Exact duplicates of the lines from the top of the data through the line containing "negative clicks: (326, 576)" are needed, with every picture left out.

PROVIDED RECORDS START

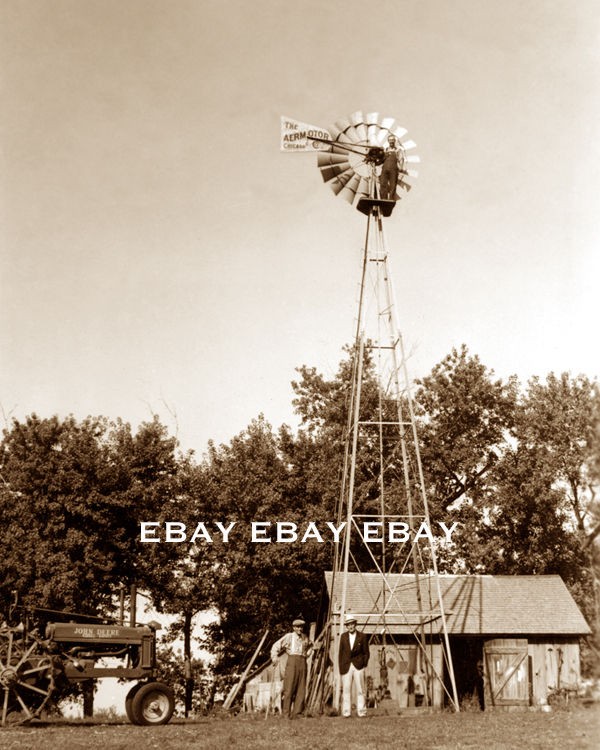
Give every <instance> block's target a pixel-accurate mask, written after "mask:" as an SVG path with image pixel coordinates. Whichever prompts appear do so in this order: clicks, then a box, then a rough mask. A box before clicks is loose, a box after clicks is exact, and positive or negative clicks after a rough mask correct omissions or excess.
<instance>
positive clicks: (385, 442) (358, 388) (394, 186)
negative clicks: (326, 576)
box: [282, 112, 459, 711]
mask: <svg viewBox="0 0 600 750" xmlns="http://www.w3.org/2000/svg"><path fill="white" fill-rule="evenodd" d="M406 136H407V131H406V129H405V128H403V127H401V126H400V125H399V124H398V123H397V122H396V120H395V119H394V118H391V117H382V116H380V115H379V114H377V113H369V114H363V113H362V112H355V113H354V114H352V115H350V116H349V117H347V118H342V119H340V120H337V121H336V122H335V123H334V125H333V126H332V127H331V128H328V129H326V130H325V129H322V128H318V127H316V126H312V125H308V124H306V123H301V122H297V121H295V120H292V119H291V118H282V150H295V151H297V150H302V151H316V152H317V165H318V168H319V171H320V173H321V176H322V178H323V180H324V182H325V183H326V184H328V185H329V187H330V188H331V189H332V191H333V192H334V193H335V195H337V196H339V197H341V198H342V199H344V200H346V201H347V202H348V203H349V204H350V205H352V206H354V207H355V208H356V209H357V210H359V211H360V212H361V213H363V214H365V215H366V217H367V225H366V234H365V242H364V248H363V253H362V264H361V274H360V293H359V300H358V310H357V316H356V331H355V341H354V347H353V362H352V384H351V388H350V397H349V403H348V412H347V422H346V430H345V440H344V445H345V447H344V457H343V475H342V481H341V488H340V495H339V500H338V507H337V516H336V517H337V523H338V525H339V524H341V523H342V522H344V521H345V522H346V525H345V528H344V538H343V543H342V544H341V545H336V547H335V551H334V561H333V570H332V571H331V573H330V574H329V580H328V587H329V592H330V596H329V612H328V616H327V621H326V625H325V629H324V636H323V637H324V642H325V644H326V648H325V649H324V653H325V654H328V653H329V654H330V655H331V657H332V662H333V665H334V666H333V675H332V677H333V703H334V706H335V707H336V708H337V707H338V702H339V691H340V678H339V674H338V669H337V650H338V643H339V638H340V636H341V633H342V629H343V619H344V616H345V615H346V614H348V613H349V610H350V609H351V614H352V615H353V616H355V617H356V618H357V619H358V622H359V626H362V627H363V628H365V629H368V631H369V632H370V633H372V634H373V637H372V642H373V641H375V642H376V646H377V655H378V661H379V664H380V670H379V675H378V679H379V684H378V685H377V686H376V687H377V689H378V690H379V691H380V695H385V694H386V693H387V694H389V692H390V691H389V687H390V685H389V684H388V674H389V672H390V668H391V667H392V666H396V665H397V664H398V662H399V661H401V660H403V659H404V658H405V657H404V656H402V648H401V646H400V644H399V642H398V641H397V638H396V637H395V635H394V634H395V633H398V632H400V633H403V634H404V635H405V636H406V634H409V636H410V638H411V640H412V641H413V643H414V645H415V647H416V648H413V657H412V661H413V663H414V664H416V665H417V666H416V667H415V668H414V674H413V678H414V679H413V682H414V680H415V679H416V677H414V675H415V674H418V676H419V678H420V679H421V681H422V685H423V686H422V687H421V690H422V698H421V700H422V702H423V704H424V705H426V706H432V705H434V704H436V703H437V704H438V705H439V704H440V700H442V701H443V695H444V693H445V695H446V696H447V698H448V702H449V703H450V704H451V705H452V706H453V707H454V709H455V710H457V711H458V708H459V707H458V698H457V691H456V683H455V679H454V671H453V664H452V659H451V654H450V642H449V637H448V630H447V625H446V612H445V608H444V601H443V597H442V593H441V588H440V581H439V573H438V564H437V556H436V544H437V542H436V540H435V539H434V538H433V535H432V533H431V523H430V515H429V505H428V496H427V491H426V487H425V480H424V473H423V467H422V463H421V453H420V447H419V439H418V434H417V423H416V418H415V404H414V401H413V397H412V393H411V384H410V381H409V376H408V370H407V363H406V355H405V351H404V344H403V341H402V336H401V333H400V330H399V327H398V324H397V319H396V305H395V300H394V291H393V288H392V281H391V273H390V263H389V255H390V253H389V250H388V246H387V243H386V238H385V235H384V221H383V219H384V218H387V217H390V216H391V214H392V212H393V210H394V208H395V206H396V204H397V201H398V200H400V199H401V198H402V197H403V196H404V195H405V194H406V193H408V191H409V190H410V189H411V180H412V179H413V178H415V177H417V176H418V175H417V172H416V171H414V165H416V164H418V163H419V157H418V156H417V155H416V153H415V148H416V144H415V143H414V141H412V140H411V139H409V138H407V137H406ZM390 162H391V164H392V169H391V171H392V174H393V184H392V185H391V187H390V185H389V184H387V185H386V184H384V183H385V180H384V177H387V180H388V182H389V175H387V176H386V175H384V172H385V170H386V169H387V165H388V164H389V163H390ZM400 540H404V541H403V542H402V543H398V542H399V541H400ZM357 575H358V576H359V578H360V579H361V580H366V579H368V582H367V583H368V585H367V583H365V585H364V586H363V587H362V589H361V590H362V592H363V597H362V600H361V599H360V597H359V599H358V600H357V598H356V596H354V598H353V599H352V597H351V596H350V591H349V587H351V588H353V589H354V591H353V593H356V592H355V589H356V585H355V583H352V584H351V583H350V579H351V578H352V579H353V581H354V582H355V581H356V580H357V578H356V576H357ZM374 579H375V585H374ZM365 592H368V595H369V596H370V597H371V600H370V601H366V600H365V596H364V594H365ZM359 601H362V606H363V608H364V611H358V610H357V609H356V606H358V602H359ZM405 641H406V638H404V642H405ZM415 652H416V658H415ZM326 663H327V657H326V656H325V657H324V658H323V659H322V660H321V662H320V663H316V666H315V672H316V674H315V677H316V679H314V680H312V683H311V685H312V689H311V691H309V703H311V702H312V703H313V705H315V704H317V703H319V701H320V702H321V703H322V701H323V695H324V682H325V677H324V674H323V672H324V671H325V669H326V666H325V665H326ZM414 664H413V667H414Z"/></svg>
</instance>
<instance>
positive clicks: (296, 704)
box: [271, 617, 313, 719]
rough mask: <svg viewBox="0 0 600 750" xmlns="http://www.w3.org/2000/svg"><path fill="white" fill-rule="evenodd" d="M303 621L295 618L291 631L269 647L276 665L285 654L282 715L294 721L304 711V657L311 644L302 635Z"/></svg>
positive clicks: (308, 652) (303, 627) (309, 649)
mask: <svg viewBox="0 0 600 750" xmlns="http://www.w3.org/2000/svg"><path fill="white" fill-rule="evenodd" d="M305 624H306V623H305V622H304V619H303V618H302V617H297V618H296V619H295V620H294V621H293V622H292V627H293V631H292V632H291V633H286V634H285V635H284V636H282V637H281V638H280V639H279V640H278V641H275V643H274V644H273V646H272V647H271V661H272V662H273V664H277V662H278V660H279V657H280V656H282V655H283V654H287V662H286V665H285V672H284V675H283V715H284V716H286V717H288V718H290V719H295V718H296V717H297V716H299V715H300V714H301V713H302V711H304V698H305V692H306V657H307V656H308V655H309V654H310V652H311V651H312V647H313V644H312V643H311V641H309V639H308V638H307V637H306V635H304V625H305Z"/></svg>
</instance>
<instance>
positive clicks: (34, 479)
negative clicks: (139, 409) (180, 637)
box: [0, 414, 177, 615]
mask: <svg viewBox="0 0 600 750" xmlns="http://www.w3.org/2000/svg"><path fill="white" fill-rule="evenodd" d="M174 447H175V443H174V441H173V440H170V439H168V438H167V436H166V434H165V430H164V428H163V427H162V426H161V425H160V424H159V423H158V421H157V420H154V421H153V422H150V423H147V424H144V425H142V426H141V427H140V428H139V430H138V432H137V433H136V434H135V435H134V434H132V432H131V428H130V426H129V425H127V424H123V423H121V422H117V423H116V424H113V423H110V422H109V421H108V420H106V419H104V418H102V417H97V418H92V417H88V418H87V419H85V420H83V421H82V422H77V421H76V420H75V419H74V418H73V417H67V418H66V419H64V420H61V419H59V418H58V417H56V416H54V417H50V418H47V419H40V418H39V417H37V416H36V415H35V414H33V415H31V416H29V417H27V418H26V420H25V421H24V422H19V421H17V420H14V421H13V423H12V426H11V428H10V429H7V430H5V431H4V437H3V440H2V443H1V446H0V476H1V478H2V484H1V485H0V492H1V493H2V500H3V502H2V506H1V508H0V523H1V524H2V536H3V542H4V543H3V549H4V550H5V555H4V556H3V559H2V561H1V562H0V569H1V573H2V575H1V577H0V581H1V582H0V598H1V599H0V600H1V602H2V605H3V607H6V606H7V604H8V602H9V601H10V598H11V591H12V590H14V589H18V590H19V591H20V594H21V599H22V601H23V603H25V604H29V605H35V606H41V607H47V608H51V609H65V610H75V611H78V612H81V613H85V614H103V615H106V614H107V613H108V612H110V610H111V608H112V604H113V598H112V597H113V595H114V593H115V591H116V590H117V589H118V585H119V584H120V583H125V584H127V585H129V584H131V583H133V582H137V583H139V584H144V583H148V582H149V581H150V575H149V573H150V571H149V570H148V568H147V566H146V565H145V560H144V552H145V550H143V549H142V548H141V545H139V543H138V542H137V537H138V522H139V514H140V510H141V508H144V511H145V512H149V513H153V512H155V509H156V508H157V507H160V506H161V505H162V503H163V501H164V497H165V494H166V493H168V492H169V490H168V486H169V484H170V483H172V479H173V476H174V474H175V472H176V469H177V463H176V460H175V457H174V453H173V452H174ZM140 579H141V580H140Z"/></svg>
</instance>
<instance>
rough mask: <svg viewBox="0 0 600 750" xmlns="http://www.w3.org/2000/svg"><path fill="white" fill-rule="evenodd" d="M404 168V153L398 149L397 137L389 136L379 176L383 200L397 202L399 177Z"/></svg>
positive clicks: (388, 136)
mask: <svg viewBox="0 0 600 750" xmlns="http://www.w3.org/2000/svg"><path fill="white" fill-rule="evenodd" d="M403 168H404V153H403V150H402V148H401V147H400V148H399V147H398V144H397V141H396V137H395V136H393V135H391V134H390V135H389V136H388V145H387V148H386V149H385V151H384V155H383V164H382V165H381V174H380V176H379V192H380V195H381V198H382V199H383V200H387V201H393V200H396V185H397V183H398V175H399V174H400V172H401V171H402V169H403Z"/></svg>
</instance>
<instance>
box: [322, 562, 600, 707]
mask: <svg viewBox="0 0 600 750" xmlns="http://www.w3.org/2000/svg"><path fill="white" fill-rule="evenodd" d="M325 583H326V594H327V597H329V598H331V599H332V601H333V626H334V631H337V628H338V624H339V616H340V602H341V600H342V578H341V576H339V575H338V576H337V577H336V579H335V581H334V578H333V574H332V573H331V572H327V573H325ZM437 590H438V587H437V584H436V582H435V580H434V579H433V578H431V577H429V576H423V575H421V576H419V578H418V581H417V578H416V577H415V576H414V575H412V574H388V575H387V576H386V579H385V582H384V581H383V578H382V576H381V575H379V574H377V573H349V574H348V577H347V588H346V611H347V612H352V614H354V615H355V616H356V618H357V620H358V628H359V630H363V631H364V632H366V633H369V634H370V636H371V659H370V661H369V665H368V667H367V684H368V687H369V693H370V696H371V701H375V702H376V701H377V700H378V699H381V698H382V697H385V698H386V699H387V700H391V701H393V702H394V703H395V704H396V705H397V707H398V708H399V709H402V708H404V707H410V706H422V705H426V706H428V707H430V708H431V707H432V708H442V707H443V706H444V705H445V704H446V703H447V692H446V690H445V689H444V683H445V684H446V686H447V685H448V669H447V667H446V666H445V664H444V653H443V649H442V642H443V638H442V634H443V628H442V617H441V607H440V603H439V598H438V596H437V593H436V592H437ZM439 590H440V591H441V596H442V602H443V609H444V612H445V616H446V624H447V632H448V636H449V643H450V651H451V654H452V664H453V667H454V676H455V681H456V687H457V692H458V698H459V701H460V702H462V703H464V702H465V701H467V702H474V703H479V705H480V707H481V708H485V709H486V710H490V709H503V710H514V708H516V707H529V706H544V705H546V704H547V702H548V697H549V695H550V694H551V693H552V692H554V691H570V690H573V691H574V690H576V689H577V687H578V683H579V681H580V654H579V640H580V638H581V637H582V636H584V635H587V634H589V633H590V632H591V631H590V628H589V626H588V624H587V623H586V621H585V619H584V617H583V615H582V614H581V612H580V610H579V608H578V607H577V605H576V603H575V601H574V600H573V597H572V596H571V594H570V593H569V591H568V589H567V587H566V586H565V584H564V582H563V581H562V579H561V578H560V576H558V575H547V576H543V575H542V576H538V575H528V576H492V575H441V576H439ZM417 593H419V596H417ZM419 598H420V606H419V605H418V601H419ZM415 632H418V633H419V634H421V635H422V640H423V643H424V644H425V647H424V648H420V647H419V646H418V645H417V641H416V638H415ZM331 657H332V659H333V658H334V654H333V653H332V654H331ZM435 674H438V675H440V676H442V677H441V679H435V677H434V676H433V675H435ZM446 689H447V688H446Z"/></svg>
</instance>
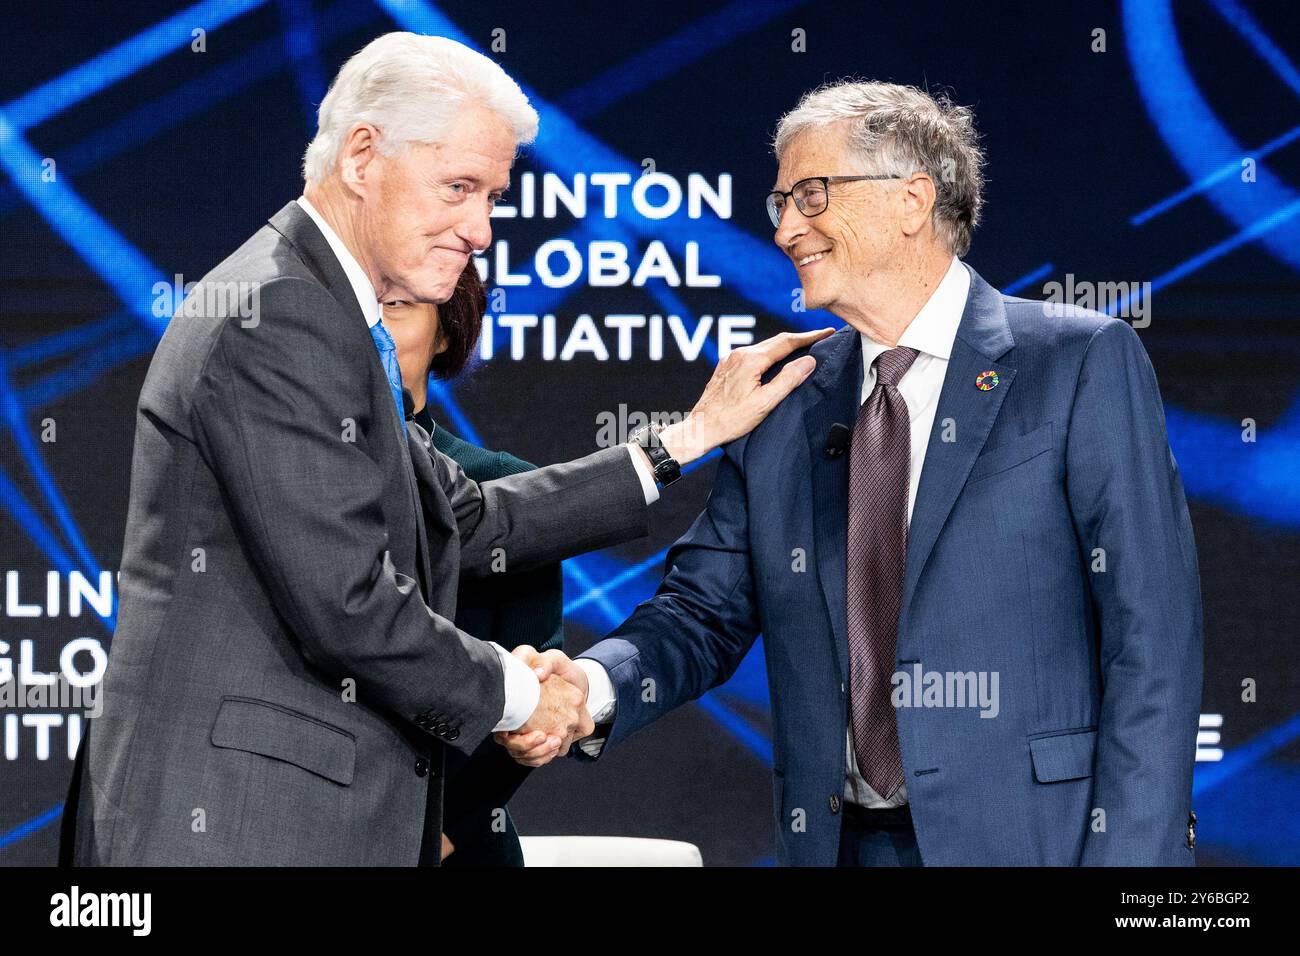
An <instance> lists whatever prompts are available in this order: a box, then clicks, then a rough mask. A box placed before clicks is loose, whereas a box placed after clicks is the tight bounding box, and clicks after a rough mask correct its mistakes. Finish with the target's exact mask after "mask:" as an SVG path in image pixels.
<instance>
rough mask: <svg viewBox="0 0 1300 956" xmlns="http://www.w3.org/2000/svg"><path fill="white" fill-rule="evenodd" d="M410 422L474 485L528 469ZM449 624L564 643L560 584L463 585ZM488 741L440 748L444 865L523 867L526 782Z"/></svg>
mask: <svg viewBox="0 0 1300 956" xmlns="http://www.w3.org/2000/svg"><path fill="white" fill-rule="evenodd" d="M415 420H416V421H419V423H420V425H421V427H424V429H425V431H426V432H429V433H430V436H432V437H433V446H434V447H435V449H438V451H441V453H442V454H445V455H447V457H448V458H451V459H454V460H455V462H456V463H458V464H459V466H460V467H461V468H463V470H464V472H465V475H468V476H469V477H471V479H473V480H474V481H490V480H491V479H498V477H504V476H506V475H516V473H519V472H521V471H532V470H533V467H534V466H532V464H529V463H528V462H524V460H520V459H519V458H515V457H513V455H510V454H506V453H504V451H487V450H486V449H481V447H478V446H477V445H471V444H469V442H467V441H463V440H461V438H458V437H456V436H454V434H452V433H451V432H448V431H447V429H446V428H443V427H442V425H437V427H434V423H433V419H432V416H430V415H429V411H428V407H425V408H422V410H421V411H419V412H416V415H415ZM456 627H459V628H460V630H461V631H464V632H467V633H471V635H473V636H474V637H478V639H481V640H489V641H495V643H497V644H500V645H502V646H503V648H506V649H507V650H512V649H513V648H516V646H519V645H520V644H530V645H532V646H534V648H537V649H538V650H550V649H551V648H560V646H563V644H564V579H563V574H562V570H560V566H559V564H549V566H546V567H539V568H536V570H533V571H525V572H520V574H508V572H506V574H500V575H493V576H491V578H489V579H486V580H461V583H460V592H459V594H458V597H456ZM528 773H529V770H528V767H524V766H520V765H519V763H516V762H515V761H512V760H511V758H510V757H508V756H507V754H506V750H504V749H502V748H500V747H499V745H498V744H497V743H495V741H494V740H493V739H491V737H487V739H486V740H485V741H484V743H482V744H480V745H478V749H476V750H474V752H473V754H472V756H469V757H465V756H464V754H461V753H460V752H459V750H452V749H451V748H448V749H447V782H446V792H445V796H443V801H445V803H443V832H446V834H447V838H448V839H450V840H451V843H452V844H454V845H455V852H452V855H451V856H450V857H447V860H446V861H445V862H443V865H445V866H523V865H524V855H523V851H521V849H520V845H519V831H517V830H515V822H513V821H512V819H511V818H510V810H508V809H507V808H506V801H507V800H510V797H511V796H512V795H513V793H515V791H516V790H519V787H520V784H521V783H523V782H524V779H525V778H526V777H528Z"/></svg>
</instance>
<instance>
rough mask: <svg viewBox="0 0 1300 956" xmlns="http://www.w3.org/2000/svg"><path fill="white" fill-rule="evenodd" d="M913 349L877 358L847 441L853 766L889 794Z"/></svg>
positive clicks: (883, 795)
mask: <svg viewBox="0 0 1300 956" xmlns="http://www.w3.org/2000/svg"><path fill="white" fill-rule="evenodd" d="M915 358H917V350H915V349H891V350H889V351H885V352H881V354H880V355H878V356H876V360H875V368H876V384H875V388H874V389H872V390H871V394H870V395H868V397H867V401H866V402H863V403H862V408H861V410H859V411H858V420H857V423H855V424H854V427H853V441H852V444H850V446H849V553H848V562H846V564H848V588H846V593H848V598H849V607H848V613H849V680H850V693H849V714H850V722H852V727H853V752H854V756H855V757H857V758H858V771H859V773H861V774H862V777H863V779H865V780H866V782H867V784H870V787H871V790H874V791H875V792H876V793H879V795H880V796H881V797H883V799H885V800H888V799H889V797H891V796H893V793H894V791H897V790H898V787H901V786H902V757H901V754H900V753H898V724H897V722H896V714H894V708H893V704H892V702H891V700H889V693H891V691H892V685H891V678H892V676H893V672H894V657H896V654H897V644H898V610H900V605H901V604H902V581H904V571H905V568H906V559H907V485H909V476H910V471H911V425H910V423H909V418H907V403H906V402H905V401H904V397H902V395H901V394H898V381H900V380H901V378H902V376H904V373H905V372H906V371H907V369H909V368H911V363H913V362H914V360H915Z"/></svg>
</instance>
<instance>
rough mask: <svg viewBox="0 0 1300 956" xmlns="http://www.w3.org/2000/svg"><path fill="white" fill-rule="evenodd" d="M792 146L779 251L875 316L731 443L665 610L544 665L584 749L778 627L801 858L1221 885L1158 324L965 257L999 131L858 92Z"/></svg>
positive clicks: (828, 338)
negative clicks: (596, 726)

PROVIDED RECORDS END

## EXERCISE SOLUTION
Give every <instance> block's target a pixel-accurate mask, written after "mask:" as an SVG path with image pixel coordinates. Whichever prompts appear do so in this order: clicks, then a box, then a rough mask. A box before clicks is loose, a box after clicks is exact, and positive or negative clicks after a rough mask correct omissions or excess.
<instance>
positive clicks: (385, 442) (358, 388) (394, 186)
negative clicks: (326, 576)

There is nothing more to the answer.